• WHAT THIS TASK INVOLVES:
What is needed is an exact transcription of every record below.

###

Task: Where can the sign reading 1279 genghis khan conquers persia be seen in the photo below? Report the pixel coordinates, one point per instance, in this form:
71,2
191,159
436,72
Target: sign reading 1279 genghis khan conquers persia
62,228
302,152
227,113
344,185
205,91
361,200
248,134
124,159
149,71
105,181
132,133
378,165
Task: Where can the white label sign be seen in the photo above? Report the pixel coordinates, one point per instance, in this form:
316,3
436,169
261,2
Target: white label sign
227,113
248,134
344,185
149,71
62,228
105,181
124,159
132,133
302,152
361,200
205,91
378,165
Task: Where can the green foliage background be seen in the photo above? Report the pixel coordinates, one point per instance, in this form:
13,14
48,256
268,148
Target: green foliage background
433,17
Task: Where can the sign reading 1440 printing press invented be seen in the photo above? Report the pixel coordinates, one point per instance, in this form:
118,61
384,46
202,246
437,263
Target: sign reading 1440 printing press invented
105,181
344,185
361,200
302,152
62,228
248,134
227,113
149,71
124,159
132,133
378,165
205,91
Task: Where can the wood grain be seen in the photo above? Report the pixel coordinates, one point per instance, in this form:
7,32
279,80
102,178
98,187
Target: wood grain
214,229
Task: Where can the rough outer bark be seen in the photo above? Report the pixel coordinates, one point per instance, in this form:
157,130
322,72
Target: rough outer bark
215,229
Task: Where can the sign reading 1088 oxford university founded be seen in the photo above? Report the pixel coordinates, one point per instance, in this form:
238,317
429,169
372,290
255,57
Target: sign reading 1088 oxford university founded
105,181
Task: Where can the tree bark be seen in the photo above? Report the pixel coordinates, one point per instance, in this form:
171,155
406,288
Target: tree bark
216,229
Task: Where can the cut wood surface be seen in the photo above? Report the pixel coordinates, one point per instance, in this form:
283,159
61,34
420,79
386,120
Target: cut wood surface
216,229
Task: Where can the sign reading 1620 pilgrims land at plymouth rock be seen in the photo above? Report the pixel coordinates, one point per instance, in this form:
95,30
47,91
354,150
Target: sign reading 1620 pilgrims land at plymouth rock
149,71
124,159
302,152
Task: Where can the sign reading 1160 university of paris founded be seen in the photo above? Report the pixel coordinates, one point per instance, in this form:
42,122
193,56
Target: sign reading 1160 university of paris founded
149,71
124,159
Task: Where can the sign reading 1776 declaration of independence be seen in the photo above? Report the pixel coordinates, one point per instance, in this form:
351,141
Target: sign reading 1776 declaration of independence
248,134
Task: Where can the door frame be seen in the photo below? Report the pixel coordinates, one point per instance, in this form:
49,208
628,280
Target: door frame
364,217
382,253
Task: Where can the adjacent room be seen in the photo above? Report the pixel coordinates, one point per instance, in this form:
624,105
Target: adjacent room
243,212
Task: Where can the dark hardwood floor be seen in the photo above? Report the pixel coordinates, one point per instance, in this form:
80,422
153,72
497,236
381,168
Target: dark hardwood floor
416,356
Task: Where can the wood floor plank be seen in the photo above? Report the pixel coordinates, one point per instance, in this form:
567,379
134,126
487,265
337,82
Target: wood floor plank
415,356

###

• EXPECTED ANSWER:
Task: Where can the sign reading 1279 genghis khan conquers persia be seen in the photo below? Report the pixel coordinates, one point per instance, in this form:
71,2
191,159
436,72
Target: sign reading 1279 genghis khan conquers persia
62,228
302,152
227,113
344,185
205,91
361,200
248,134
124,159
149,71
105,181
132,133
378,165
Task: Where can the white label sign be seen in the photo above? Report the pixel coordinates, one point per instance, in this form:
316,3
436,169
261,2
Target: white label sign
227,113
248,134
344,185
149,71
62,228
105,181
124,159
132,133
302,152
361,200
205,91
378,165
Task: Where can the green foliage background be seen in the photo above? Report the pixel coordinates, one point per instance, in this form:
13,14
48,256
268,148
Target: green foliage background
433,17
Task: Where can the sign reading 1440 printing press invented be seen in the photo above? Report the pixel coordinates, one point per instance, in this form:
118,61
384,46
202,246
437,263
Target: sign reading 1440 printing press invented
105,181
344,185
361,200
302,152
62,228
248,134
227,113
149,71
124,159
132,133
378,165
205,91
Task: Where can the wood grain be seen in the photo above? Report the pixel coordinates, one point per instance, in this form:
7,32
279,80
102,178
98,187
Target: wood grain
214,229
Task: Where can the rough outer bark be seen in the photo above? Report the pixel coordinates, one point per instance, in this form:
157,130
322,72
Target: rough outer bark
215,229
Task: Where can the sign reading 1088 oxford university founded be seen in the photo above? Report the pixel coordinates, one point per instance, in this form:
238,317
429,169
372,290
255,57
Target: sign reading 1088 oxford university founded
105,181
Task: Where can the tree bark be seen in the photo above? Report the pixel coordinates, one point per instance, in this form:
171,155
406,288
Target: tree bark
216,229
Task: Where can the cut wood surface be seen in the photo above? Report the pixel coordinates, one point per instance, in this form:
283,159
61,34
420,79
386,120
Target: cut wood surface
216,229
Task: Where can the sign reading 1620 pilgrims land at plymouth rock be seen in the photo above? Report the pixel coordinates, one point per instance, in this form:
95,30
47,91
354,150
Target: sign reading 1620 pilgrims land at plymouth rock
149,71
124,159
302,152
Task: Where can the sign reading 1160 university of paris founded be seen in the photo above? Report the pixel coordinates, one point per instance, in this form:
42,122
193,56
Target: sign reading 1160 university of paris founded
149,71
124,159
Task: Where can the sign reading 1776 declaration of independence be seen in the photo above? Report the pixel coordinates, one point per instance, in this form:
351,141
Target: sign reading 1776 declaration of independence
248,134
Task: Where can the door frame be seen in the photo below? Report the pixel coordinates, one point per instance, in this form:
49,208
628,280
Target: door frame
364,217
382,253
Task: Where can the adjacent room be seen in the photo above? Report the pixel coordinates, one point per instance, in this form:
624,105
Target: adjacent room
243,212
Task: Where can the dark hardwood floor be seen in the photo above? Report the pixel coordinates, one point per instance, in this form:
80,422
153,72
497,236
381,168
Target: dark hardwood floor
416,356
Task: Where can the wood floor plank be seen in the photo above? Report the pixel coordinates, one point per instance, in this form:
567,379
134,126
487,265
337,82
Target: wood floor plank
415,356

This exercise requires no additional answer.